**YOUR GOAL**
Write out each of the items below word for word, with no changes.

**INPUT RECORDS**
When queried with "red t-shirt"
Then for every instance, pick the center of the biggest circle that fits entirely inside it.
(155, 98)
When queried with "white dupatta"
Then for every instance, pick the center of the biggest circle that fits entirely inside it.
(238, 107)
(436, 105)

**SOLUTION TO THE EXERCISE**
When queried with "red t-shirt"
Then for every instance, pick the center of the biggest circle that fits entirely inside it.
(155, 98)
When queried with "white dupatta"
Then for every instance, pick the center of the biggest circle that fits entirely inside it.
(238, 107)
(436, 105)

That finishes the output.